— Begin RECORDS FOR THIS TASK —

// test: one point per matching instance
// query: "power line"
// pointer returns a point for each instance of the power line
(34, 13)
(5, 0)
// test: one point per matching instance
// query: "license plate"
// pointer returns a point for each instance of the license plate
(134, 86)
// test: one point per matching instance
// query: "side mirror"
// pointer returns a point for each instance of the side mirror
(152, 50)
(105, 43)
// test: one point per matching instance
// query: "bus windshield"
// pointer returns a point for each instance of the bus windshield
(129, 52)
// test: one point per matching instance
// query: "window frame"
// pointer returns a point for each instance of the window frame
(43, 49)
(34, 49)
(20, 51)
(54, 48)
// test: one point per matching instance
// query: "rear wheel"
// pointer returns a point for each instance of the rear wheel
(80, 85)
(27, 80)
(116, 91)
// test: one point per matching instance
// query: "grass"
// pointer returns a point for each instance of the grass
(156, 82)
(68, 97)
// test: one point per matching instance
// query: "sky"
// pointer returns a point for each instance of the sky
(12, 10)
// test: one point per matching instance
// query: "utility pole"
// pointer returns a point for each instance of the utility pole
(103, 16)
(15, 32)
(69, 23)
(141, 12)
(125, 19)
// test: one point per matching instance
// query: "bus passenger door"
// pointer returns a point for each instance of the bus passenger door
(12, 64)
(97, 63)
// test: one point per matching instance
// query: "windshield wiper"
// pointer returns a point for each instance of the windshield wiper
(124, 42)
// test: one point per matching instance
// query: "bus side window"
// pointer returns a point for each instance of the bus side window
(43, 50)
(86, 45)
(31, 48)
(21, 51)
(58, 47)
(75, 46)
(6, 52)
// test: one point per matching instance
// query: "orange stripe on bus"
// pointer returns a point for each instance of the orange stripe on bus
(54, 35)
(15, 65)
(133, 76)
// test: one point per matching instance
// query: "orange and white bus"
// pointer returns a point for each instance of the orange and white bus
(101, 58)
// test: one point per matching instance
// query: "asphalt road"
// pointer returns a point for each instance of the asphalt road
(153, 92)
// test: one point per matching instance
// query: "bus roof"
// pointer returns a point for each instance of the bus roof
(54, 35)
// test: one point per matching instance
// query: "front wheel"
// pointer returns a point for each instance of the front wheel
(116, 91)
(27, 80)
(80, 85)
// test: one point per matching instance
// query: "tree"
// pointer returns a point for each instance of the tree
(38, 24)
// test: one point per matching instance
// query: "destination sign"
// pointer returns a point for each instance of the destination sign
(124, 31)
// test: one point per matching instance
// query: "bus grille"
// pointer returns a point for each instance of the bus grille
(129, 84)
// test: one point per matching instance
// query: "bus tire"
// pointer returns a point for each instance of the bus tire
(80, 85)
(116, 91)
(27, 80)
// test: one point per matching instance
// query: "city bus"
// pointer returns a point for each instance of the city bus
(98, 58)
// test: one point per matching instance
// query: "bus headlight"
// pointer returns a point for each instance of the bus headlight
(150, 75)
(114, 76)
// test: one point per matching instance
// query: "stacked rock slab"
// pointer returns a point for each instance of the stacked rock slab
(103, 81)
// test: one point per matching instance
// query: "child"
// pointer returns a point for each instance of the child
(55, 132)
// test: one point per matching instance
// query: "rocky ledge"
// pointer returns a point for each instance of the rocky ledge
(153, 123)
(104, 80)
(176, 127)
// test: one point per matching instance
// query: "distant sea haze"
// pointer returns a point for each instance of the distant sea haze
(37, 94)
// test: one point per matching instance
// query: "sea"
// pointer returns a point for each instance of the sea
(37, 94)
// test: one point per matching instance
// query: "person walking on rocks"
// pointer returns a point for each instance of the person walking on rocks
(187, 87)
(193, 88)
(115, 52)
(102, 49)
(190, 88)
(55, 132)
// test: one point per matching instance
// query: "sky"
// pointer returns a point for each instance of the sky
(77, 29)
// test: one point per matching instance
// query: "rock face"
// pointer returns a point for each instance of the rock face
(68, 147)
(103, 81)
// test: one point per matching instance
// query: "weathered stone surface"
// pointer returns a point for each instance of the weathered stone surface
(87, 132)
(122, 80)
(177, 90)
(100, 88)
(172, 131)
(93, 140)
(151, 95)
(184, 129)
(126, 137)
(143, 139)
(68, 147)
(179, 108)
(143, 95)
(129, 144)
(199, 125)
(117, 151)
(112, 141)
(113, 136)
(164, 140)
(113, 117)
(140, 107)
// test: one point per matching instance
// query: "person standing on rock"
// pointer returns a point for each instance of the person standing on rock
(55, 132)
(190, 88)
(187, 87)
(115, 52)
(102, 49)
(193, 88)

— End RECORDS FOR THIS TASK —

Give every line of the material again, exactly as it reads.

// test: one point per matching instance
// query: "power line"
// pointer returns a point for each instance of the power line
(34, 13)
(5, 0)
// test: one point per matching instance
// query: "license plate"
// pointer returns a point for each instance of the license plate
(134, 86)
// test: one point per matching instance
// query: "side mirror"
// pointer returns a point for each instance of the side mirror
(152, 50)
(105, 43)
// test: one point per matching instance
// query: "bus windshield"
// pointer returns a point for each instance of the bus windshield
(129, 52)
// test: one point per matching instance
// query: "window frame"
// pointer returns a point for each instance of the window frame
(43, 49)
(34, 49)
(20, 51)
(54, 48)
// test: one point per matching instance
// query: "rear wheel"
// pointer returns a point for each instance of the rear wheel
(80, 85)
(27, 80)
(116, 91)
// test: one point per matching instance
// query: "grass"
// pointer returns a point for each instance of the grass
(156, 82)
(68, 97)
// test: one point per matching instance
// query: "sky"
// pointer returns a point for each instance of the sky
(12, 10)
// test: one point per matching instance
// query: "utility pole"
// pointer returns a point for each instance of the utility pole
(103, 16)
(15, 32)
(69, 23)
(141, 12)
(125, 19)
// test: one point per matching instance
// query: "bus passenger door"
// pointer returns a point for each instance of the bus passenger door
(12, 64)
(97, 63)
// test: one point per matching instance
// query: "windshield wiper"
// pointer returns a point for each instance of the windshield wiper
(124, 42)
// test: one point per matching instance
// query: "bus side window"
// pointer returns a point for each instance of the bus side window
(43, 50)
(86, 45)
(31, 48)
(21, 51)
(58, 47)
(75, 46)
(6, 52)
// test: one point per matching instance
// query: "orange stripe on bus"
// pointer returns a point for each instance of the orange stripe on bus
(54, 35)
(15, 65)
(133, 76)
// test: one point per matching instance
// query: "orange and white bus"
// pointer returns a point for each instance of the orange and white bus
(101, 58)
// test: one point per matching instance
// query: "asphalt road"
// pointer returns a point for each instance of the asphalt road
(153, 92)
// test: one point per matching instance
// query: "bus roof"
// pointer returns a point for each instance of the bus roof
(54, 35)
// test: one point per matching instance
// query: "front wheel"
// pointer returns a point for each instance of the front wheel
(116, 91)
(27, 80)
(80, 85)
// test: one point per matching instance
// query: "tree"
// pointer returns a point for each instance of the tree
(38, 24)
// test: one point per matching instance
// query: "destination sign"
// pointer returns a point for each instance of the destination sign
(124, 31)
// test: one point per matching instance
// query: "bus grille"
// pointer returns a point for each instance of the bus grille
(129, 84)
// test: one point per matching instance
// query: "bus tire"
// pointer returns a point for each instance of the bus tire
(80, 85)
(116, 91)
(27, 80)
// test: one point per matching instance
// query: "city bus"
// pointer returns a point for each instance of the city bus
(98, 58)
// test: one point per matching instance
// query: "bus headlight"
// pointer returns a point for each instance of the bus headlight
(150, 75)
(114, 76)
// test: one point per matching instance
// query: "stacked rock slab"
// pointer returns a point for each instance of the stacked rock slab
(103, 81)
// test: one point per matching instance
// query: "child"
// pointer returns a point for each instance of the child
(55, 132)
// test: one point per matching instance
// query: "rocky ledge"
// pointer returns a point for each instance of the rocky ledge
(153, 123)
(104, 80)
(176, 127)
// test: one point per matching instance
// query: "distant sea haze"
// pointer returns a point for each instance of the distant sea haze
(37, 94)
// test: one point per matching instance
// query: "sea"
// pointer returns a point for each instance of the sea
(37, 94)
// test: one point per matching instance
// query: "person walking on rocks"
// pointer returns a point for each instance of the person walking on rocks
(187, 87)
(193, 88)
(115, 52)
(102, 49)
(190, 88)
(55, 132)
// test: one point per matching instance
// query: "sky"
// pointer returns a point for each instance of the sky
(77, 29)
// test: one point per matching instance
// query: "rock face"
// pointer returns a point for each instance of the rock face
(68, 147)
(103, 81)
// test: one point per matching instance
// query: "weathered stone surface"
// pointer returns a point for each instance of the weathered stone surface
(87, 132)
(122, 80)
(177, 90)
(100, 88)
(172, 131)
(93, 140)
(151, 95)
(184, 129)
(126, 137)
(143, 139)
(68, 147)
(179, 108)
(143, 95)
(129, 144)
(199, 125)
(117, 151)
(112, 141)
(113, 136)
(164, 140)
(113, 117)
(140, 107)
// test: one point per matching instance
// query: "person standing on rock"
// pointer returns a point for each instance of the person standing on rock
(55, 132)
(190, 88)
(187, 87)
(115, 52)
(102, 49)
(193, 88)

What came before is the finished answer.